## [Provided records]
···

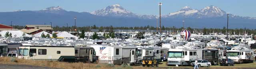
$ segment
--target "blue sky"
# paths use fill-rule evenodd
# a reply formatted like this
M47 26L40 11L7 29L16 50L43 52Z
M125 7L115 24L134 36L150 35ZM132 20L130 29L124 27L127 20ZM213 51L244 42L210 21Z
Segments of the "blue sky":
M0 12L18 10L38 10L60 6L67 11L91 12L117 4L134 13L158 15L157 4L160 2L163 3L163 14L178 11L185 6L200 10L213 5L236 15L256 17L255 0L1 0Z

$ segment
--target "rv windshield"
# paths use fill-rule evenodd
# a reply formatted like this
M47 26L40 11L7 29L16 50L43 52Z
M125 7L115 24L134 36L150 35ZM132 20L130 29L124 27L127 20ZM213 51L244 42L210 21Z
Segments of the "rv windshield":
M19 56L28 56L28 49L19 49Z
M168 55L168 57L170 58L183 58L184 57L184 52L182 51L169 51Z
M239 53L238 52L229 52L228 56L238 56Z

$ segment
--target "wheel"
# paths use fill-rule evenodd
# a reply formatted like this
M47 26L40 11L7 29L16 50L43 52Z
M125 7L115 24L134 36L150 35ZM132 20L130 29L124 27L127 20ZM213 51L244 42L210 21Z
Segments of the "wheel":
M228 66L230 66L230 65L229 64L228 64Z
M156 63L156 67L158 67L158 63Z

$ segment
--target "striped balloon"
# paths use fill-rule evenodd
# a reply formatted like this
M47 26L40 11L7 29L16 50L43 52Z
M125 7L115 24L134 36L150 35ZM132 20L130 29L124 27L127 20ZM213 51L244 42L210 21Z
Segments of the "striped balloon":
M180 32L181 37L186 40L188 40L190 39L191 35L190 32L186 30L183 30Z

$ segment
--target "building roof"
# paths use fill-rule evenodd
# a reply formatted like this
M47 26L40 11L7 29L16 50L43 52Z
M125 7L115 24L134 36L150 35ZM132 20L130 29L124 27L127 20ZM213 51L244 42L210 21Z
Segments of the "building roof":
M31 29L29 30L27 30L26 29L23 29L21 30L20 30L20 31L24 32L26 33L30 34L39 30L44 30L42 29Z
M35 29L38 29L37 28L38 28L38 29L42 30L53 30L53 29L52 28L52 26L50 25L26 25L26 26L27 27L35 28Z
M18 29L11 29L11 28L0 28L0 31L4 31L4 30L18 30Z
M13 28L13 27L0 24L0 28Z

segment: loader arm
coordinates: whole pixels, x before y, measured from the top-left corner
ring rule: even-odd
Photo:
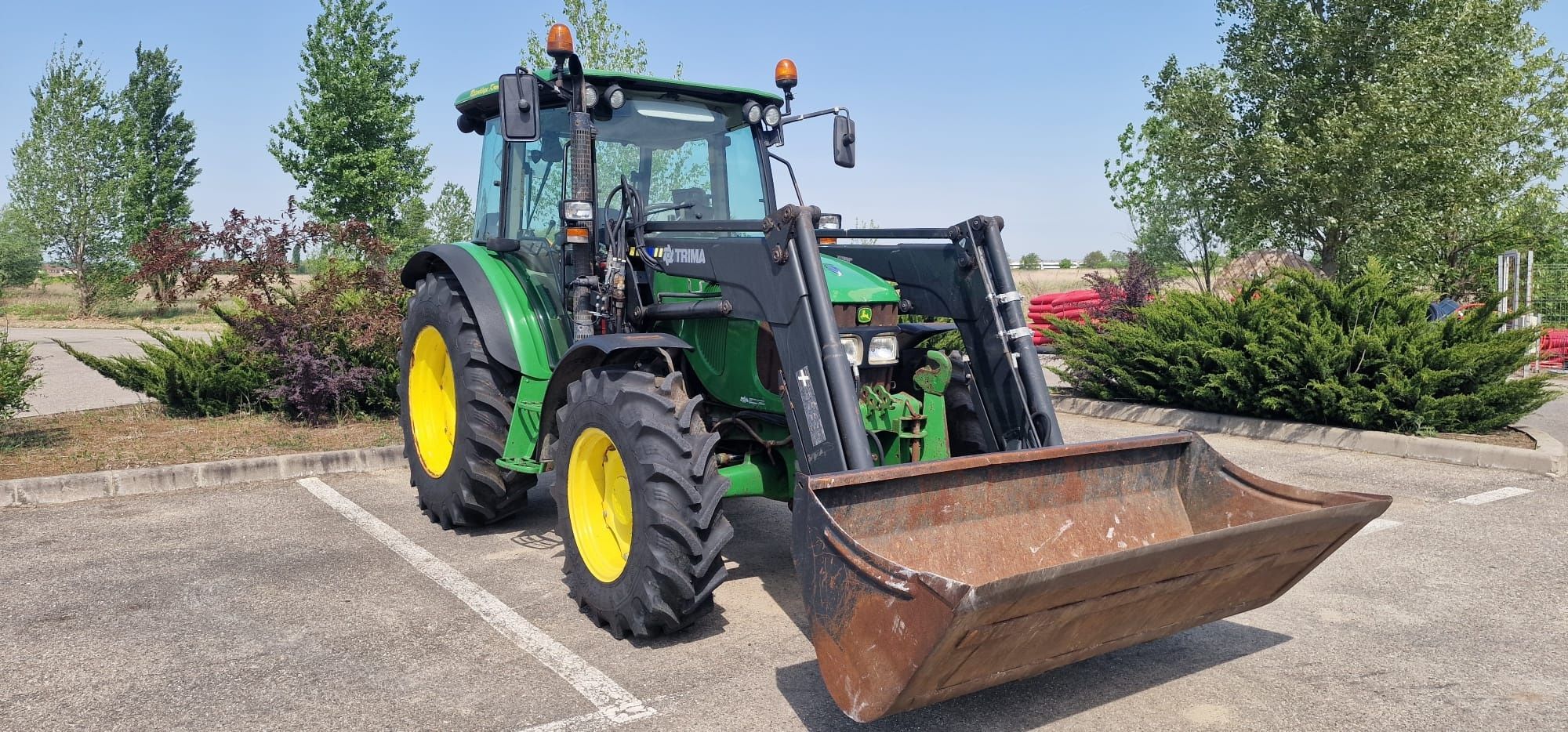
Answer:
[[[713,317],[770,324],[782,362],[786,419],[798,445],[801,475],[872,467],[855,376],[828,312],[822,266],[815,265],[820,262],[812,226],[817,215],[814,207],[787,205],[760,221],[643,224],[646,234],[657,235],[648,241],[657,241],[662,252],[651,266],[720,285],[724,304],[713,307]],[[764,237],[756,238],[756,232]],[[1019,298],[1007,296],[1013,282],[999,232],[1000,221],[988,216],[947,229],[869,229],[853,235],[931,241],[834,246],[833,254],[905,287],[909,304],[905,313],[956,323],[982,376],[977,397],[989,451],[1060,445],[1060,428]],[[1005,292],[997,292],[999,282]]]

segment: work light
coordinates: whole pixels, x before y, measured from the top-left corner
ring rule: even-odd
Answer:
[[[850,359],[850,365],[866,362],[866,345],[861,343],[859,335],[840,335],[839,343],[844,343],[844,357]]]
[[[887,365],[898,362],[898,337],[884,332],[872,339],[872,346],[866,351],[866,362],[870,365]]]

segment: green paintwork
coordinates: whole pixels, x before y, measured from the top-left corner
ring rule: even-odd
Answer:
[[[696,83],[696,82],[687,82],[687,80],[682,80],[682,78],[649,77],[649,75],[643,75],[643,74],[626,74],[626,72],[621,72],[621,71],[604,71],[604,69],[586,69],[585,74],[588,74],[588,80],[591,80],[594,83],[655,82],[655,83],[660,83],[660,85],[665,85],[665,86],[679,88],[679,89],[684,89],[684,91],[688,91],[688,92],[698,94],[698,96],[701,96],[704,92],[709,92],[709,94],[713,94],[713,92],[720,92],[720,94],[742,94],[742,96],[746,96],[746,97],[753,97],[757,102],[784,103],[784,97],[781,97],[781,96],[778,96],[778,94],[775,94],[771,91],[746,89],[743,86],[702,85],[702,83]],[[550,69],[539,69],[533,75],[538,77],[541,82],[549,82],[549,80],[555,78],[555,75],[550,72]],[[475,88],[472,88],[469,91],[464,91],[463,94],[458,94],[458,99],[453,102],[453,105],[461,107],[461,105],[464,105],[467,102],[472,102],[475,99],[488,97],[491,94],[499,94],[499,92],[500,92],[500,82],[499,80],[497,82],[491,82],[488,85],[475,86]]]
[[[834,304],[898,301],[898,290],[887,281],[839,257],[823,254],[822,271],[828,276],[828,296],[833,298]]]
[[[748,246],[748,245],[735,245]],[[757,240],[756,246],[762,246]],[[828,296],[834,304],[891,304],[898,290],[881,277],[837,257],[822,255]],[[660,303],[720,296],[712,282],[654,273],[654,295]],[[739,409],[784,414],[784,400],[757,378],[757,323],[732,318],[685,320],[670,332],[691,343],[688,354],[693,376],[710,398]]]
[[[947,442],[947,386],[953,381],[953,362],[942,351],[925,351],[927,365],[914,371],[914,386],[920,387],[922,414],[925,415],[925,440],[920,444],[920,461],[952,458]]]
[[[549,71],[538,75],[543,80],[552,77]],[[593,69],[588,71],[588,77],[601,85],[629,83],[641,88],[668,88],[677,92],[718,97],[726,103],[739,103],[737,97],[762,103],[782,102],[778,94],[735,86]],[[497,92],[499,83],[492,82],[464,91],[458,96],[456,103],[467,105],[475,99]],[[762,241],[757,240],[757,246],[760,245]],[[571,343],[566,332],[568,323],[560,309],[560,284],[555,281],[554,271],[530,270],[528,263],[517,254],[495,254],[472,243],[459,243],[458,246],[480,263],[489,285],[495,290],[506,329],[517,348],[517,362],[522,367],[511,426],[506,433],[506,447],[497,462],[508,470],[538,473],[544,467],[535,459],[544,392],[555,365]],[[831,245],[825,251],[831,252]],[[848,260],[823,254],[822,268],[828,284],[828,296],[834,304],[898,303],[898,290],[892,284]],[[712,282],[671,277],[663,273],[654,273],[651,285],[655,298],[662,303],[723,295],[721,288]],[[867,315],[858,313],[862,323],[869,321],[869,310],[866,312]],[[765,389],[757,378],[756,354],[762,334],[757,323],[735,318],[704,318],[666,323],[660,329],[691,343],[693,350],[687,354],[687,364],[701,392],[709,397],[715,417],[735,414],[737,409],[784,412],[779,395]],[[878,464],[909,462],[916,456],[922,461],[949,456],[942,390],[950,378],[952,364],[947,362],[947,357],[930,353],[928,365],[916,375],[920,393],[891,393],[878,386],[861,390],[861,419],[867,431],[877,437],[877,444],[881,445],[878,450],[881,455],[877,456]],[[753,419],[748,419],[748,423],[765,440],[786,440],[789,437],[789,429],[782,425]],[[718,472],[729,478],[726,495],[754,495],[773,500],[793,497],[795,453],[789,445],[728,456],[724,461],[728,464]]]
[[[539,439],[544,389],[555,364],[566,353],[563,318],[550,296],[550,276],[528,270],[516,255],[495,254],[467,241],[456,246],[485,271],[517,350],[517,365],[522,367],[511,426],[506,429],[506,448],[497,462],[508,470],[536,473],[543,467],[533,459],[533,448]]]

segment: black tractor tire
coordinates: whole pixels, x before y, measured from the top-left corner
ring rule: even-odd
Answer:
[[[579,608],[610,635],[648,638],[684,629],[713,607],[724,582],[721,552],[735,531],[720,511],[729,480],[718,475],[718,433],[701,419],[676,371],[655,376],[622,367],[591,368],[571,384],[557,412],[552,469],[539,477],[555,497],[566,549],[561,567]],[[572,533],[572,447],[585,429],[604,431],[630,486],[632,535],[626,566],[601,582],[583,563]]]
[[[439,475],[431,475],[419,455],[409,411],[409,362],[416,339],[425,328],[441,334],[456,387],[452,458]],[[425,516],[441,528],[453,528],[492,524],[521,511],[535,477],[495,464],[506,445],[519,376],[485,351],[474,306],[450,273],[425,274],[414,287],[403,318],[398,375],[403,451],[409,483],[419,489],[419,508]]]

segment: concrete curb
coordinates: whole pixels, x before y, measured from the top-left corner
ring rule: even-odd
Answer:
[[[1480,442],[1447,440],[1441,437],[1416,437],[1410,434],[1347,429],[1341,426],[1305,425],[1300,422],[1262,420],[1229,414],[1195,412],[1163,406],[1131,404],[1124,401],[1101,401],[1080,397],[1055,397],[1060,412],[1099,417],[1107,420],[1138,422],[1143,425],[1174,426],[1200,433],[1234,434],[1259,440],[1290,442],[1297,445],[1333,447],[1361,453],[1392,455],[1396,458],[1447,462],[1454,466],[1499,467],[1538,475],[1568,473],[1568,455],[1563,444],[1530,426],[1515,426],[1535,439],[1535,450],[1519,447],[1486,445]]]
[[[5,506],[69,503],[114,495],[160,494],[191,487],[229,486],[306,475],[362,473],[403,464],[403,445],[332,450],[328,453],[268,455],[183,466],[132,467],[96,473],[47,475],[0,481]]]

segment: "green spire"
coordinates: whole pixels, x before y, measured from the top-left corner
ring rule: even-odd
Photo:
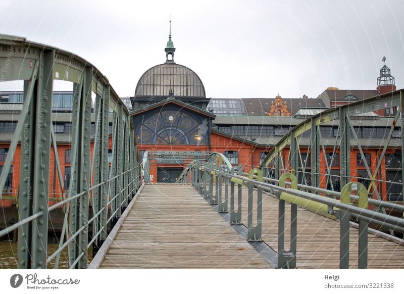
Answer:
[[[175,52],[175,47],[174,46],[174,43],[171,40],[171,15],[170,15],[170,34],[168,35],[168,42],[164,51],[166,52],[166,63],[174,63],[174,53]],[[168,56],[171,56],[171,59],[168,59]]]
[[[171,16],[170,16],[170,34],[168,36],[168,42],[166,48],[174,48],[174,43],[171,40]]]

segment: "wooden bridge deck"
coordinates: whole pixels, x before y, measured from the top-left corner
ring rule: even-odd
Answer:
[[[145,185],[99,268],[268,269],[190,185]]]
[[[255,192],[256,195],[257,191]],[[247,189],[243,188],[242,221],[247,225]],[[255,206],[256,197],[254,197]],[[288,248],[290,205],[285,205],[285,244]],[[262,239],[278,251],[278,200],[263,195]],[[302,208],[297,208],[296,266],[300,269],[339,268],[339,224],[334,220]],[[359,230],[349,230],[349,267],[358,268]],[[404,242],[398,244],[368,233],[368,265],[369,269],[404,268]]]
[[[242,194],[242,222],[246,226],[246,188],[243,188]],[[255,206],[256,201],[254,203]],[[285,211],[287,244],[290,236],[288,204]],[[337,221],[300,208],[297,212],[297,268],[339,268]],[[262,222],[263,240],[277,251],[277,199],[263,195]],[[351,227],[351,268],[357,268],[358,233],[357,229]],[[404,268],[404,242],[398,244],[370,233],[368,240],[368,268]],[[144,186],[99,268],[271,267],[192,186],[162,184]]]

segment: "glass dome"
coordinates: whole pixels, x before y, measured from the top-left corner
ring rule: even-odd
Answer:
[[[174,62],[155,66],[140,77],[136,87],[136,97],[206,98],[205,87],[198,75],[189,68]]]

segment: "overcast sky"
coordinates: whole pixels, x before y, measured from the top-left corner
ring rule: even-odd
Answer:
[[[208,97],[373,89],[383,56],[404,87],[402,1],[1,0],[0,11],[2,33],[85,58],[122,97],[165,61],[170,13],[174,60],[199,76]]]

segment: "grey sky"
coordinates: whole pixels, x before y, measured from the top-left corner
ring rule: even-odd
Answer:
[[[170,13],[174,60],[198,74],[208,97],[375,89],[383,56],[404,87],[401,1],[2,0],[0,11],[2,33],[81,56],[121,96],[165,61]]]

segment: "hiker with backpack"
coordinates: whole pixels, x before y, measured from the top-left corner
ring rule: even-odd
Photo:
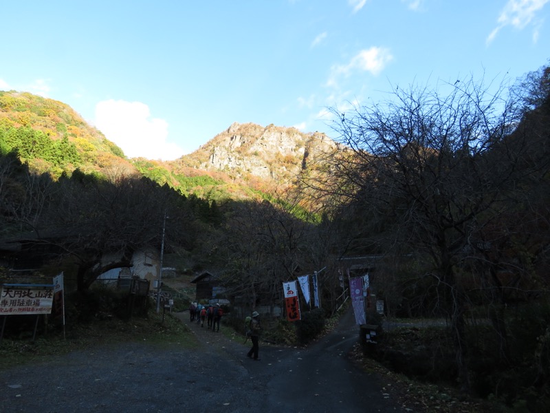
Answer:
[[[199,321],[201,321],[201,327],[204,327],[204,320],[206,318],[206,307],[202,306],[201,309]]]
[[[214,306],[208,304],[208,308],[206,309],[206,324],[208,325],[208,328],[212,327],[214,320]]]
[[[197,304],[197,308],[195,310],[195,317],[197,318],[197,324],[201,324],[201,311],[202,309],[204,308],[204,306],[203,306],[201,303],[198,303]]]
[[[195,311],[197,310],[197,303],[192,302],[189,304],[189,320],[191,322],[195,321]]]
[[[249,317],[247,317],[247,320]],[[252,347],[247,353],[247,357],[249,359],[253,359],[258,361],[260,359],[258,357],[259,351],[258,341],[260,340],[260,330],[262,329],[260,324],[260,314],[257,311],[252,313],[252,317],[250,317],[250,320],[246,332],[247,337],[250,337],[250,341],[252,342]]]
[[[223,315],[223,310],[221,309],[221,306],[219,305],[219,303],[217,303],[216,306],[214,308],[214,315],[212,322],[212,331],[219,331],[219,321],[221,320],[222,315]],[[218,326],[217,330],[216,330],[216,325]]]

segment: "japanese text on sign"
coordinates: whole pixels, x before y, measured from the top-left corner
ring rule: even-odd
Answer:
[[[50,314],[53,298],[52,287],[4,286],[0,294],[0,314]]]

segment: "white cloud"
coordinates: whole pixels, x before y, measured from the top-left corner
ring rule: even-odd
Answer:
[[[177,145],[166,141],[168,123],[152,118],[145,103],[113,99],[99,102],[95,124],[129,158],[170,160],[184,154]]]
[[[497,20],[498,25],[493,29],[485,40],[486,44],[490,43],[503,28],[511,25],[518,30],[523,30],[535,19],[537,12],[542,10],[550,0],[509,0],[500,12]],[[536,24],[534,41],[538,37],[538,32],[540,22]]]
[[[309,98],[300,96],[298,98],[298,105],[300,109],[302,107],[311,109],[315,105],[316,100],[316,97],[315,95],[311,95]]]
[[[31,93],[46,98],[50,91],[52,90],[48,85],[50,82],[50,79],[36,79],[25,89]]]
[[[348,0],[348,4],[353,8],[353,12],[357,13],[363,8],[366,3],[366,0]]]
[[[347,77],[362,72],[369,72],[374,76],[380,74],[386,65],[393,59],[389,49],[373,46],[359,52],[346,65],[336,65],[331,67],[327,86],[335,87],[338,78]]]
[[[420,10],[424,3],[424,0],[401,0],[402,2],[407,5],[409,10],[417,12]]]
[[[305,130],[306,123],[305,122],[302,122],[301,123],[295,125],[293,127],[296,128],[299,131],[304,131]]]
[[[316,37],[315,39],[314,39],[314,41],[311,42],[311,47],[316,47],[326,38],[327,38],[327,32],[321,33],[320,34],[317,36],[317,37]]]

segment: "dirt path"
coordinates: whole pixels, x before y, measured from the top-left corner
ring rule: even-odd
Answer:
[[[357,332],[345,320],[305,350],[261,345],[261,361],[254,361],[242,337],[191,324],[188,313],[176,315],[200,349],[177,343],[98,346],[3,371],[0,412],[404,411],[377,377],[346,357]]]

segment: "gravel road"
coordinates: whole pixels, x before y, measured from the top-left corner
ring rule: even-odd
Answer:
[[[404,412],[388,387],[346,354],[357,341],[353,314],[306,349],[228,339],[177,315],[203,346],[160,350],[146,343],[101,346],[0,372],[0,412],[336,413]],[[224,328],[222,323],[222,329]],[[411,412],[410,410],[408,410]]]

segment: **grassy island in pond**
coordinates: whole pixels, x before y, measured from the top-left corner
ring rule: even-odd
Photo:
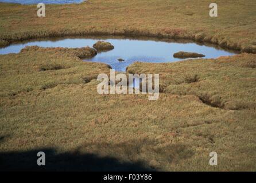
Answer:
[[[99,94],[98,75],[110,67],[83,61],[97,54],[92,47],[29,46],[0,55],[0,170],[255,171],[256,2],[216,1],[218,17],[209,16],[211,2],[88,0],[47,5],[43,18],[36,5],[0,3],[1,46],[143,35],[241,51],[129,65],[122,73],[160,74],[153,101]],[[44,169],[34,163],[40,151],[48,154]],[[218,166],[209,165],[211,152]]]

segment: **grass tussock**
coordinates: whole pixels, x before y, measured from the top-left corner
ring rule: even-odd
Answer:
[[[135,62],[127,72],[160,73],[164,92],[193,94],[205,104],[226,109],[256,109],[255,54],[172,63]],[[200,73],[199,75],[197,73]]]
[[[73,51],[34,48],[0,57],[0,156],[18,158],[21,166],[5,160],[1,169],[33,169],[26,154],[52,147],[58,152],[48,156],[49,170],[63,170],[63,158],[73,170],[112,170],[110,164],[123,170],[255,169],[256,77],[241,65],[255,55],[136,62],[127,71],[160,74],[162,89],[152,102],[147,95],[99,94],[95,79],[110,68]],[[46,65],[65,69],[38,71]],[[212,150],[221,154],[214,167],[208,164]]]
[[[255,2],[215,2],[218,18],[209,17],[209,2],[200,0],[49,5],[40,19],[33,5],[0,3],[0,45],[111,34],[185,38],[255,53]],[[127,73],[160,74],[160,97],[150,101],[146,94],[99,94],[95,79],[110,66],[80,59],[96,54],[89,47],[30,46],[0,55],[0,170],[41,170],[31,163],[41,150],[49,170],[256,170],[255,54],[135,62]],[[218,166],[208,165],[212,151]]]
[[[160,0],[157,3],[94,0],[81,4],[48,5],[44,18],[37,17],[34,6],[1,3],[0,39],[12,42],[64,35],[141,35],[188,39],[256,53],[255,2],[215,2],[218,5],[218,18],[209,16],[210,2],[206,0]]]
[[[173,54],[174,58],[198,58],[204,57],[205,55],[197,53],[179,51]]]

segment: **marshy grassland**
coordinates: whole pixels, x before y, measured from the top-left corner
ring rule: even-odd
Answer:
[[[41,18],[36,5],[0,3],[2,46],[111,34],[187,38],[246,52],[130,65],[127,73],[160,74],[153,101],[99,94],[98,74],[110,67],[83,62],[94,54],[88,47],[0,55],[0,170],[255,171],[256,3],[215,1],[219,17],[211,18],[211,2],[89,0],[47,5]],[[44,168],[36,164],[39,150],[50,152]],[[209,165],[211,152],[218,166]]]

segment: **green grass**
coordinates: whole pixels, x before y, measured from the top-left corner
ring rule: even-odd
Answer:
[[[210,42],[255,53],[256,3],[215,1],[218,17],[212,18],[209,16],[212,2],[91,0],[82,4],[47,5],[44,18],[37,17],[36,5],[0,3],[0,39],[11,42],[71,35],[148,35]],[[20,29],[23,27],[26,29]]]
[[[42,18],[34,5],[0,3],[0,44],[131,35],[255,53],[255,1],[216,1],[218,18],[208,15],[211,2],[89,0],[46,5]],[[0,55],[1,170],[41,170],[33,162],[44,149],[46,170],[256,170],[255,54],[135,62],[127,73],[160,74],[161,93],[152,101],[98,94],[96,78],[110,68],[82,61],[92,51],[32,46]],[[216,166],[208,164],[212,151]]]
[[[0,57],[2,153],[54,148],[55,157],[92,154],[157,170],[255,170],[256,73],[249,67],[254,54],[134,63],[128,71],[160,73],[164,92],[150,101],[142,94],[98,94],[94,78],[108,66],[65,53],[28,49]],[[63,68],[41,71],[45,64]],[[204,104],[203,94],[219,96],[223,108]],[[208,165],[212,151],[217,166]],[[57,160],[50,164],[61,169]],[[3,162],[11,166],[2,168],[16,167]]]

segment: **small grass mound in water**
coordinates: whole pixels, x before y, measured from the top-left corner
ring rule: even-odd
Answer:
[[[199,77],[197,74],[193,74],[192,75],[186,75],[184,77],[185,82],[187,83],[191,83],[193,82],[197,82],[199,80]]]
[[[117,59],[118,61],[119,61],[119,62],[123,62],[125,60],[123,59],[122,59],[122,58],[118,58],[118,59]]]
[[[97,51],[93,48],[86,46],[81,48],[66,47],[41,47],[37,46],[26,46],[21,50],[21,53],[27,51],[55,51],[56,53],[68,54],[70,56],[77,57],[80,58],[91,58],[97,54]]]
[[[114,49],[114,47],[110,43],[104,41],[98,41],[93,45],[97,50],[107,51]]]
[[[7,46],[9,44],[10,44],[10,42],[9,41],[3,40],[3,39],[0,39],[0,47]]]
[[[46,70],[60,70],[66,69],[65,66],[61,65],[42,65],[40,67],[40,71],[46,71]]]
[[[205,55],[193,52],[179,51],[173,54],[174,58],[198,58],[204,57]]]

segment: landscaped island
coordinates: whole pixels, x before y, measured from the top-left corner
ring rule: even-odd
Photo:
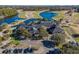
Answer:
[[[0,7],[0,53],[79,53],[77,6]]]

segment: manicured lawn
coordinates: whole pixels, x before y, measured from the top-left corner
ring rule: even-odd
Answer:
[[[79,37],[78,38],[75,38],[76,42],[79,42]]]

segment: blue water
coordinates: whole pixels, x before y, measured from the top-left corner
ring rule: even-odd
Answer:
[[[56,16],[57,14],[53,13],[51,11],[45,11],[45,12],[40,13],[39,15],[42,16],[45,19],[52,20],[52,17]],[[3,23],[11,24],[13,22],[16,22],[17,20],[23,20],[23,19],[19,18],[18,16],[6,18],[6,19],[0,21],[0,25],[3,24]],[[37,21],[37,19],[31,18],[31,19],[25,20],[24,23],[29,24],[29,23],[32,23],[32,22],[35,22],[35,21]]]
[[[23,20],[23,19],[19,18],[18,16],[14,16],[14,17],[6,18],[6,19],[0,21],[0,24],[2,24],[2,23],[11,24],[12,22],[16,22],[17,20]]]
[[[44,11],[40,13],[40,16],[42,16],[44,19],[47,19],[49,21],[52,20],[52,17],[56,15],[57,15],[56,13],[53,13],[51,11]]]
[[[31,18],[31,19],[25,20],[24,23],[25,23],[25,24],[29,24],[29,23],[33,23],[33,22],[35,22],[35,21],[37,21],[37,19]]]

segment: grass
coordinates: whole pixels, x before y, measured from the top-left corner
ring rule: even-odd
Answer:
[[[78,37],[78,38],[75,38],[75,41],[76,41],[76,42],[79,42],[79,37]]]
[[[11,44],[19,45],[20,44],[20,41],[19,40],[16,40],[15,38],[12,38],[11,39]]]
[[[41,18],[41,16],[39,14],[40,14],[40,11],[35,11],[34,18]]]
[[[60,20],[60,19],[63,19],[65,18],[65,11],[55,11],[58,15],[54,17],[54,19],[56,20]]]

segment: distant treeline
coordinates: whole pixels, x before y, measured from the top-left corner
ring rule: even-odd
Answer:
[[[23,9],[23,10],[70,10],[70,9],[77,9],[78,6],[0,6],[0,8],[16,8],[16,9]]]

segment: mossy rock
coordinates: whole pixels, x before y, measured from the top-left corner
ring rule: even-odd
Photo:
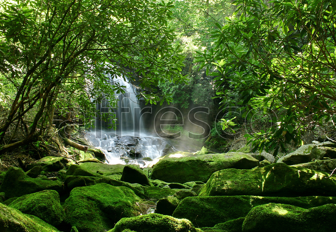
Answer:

···

## [Written task]
Reproduce the data verbatim from its first line through the line holding "M156 63L156 67L158 67L158 63Z", inclusive. Leave the pictures out.

## [Exercise response]
$ segment
--target "blue sky"
# paths use fill-rule evenodd
# a reply formatted like this
M47 26L40 11L7 29L16 50L43 52Z
M125 7L115 24L134 36L150 35ZM132 20L130 29L124 27L127 20ZM213 51L244 42L210 21Z
Segments of the "blue sky":
M0 12L18 10L38 10L60 6L67 11L91 12L117 4L134 13L158 15L157 4L160 2L163 3L163 14L178 11L185 6L200 10L213 5L236 15L256 17L255 0L1 0Z

$ segment
--target "rv windshield"
# paths use fill-rule evenodd
# a reply formatted like this
M47 26L40 11L7 29L16 50L43 52Z
M125 7L115 24L134 36L150 35ZM132 20L130 29L124 27L127 20ZM213 51L244 42L210 21Z
Segments of the "rv windshield":
M19 56L28 56L28 49L19 49Z
M168 55L168 57L170 58L183 58L184 57L184 52L182 51L169 51Z
M239 53L238 52L229 52L228 56L238 56Z

$ segment
--target "wheel"
# paths use fill-rule evenodd
# a reply formatted like this
M47 26L40 11L7 29L16 50L43 52Z
M125 7L115 24L134 36L150 35ZM132 20L130 29L124 27L127 20ZM213 51L244 42L210 21Z
Segments of the "wheel":
M228 66L230 66L230 65L229 64L228 64Z
M156 63L156 67L158 67L158 63Z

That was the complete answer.